» RECORDED DATA
────

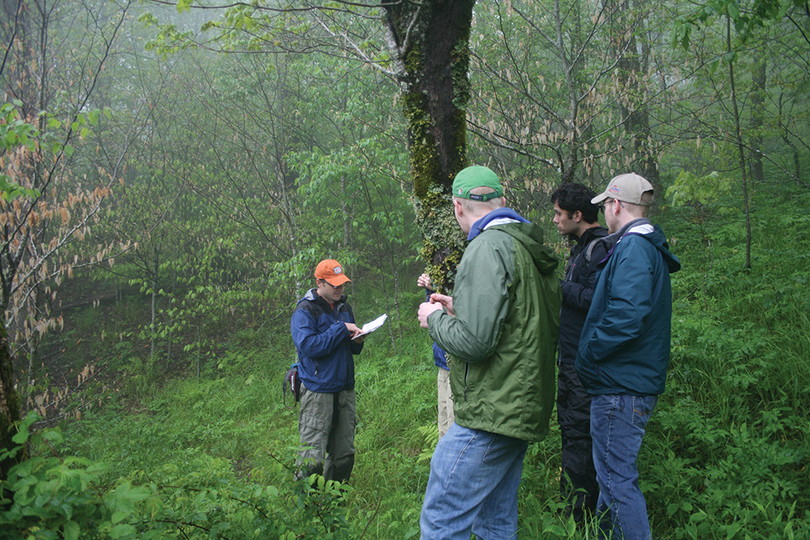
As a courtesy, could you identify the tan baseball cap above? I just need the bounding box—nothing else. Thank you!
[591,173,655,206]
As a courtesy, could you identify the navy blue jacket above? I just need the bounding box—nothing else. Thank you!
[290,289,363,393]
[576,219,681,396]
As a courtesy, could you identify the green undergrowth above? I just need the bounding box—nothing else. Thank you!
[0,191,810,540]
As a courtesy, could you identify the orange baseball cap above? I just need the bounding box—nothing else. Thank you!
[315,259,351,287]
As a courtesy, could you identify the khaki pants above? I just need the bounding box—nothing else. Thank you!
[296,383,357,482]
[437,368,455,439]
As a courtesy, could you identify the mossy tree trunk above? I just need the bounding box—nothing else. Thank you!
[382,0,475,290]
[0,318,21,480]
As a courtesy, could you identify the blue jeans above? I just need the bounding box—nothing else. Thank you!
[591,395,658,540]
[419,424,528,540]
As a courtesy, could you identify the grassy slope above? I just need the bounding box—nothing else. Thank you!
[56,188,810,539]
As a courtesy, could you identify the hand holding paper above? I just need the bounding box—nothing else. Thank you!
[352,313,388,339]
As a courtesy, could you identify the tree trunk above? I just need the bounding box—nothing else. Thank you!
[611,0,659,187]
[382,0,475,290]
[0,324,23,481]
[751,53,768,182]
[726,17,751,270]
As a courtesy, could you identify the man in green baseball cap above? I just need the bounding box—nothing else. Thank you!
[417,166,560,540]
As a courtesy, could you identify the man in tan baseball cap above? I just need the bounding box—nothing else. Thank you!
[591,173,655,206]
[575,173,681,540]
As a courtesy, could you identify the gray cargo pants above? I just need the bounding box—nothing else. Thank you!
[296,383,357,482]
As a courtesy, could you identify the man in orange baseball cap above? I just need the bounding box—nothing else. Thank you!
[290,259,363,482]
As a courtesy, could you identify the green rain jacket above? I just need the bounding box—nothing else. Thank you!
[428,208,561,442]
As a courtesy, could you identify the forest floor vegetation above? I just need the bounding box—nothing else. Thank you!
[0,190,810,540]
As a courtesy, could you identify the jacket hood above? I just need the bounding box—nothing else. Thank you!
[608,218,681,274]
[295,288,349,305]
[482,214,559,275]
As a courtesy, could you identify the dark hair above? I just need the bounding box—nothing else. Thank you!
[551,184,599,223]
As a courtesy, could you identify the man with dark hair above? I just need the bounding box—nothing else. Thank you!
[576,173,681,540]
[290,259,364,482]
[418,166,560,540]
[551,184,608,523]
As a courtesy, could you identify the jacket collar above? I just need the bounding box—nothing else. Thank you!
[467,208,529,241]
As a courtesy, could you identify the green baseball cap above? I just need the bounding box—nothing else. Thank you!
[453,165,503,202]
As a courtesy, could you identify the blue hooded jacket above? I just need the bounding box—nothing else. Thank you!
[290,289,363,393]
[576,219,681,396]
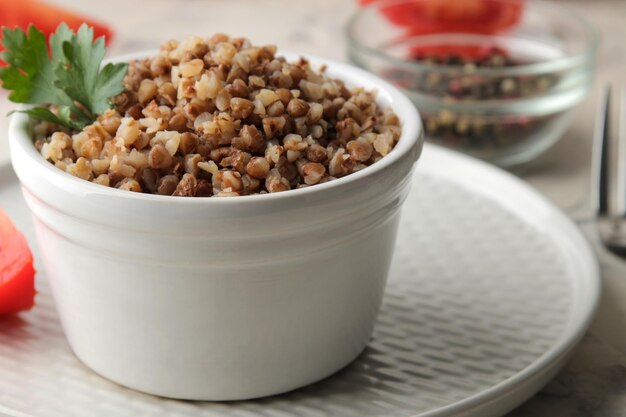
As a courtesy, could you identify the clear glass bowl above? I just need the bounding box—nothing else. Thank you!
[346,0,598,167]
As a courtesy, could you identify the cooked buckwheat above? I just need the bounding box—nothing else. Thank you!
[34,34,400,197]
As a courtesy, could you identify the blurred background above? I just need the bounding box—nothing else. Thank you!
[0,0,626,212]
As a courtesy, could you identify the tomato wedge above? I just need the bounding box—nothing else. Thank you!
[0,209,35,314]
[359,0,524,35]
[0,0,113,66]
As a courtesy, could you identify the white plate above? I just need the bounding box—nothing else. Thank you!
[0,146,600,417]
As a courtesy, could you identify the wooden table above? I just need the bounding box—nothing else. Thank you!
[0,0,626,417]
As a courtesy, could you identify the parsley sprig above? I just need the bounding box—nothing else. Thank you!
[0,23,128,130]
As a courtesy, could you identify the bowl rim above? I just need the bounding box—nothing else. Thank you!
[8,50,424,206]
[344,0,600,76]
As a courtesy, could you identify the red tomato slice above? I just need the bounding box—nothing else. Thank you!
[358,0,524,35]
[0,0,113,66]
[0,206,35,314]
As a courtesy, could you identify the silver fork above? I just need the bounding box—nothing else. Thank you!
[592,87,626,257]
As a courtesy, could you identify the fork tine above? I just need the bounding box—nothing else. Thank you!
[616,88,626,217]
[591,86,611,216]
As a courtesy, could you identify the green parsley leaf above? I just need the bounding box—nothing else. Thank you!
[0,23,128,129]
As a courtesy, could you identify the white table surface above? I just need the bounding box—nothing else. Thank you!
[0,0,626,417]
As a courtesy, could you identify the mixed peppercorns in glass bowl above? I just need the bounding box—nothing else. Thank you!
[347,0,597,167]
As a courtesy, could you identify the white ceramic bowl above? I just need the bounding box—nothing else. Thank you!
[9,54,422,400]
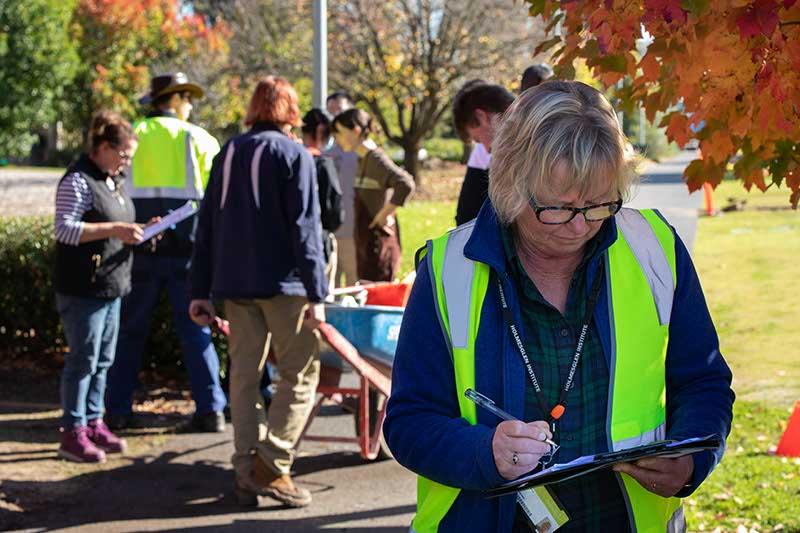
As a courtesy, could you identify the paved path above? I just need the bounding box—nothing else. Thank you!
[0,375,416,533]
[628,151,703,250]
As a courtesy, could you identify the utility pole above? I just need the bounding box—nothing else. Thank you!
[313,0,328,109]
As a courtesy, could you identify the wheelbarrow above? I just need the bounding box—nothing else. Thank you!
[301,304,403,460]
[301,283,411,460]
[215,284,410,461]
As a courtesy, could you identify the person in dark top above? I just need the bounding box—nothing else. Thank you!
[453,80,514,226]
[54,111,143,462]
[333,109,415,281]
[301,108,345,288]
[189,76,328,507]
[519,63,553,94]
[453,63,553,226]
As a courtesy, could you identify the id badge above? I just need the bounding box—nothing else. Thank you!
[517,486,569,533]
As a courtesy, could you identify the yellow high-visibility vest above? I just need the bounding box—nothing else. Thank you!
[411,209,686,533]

────

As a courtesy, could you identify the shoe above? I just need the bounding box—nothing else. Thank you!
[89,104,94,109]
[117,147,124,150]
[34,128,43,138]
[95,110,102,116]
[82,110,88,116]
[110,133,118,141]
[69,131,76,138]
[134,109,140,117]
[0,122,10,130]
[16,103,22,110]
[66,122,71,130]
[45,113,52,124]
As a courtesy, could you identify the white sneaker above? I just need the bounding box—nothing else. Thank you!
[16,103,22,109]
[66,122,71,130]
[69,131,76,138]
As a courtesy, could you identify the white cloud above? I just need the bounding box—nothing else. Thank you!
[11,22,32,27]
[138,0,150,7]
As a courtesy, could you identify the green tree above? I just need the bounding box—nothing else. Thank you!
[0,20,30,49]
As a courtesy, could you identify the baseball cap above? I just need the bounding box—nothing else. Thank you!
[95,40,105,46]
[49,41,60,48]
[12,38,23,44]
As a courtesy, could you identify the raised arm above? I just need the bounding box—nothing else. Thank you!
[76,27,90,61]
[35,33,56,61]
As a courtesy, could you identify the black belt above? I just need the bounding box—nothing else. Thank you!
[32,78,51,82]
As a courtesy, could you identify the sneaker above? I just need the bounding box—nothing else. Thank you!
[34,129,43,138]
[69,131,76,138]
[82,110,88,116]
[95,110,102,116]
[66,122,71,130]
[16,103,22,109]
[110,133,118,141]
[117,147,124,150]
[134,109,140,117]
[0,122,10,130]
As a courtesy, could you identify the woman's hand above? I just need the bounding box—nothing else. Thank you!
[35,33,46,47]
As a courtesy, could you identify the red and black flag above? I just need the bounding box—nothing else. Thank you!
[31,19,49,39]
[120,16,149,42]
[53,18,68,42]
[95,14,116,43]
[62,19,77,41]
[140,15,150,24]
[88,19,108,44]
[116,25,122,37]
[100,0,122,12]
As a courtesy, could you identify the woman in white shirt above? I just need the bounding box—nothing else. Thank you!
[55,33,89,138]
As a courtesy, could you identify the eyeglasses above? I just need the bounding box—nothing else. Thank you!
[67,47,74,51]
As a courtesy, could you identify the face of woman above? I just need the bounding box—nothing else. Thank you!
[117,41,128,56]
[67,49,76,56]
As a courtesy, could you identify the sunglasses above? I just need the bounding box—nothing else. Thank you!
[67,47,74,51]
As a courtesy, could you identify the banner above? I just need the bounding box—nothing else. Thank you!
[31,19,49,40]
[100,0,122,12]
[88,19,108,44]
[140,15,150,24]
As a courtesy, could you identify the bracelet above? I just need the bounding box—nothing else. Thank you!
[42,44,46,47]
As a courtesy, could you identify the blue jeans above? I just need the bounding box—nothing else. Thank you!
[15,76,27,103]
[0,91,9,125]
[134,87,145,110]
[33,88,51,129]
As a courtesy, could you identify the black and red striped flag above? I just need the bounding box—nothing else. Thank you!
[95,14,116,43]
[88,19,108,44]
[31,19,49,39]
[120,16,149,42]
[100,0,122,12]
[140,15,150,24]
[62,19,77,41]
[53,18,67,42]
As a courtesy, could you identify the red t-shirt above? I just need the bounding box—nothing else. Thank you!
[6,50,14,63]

────

Can you write out the entries again, starting at the line that contains "As a courtesy, could you identify the tan" and stopping after the line that contains "[56,188,810,539]", with "courtesy" switched to "favor" and nothing else changed?

» EXERCISE RESPONSE
As a favor, could you identify the tan baseball cap above? I just need the bounding box—nothing else. Thank you!
[591,173,655,206]
As a favor, could you identify the navy blue jacket above? I just need the bounding box—nothing else. Thank you!
[290,289,363,393]
[576,219,681,396]
As a favor, could you identify the green undergrowth above? I just need the bounding box—nothing else. Thank you!
[0,191,810,540]
As a favor, could you identify the orange baseball cap above? I just need the bounding box—nothing else. Thank you!
[315,259,351,287]
As a favor, could you identify the khaki pants above? I just need the bounding box—nothing else. Thank you!
[296,383,357,482]
[437,368,455,439]
As a favor, could you identify the mossy tree trunk above? I just need the bounding box—nothing else. Thank you!
[382,0,475,290]
[0,318,21,480]
As a favor, could you identify the blue jeans above? I just need the bounding box—nothing else. Thank you!
[591,395,658,540]
[419,424,528,540]
As a favor, could you identify the grassy slope above? I just need the bounding box—nothing else. Thank you!
[56,188,810,539]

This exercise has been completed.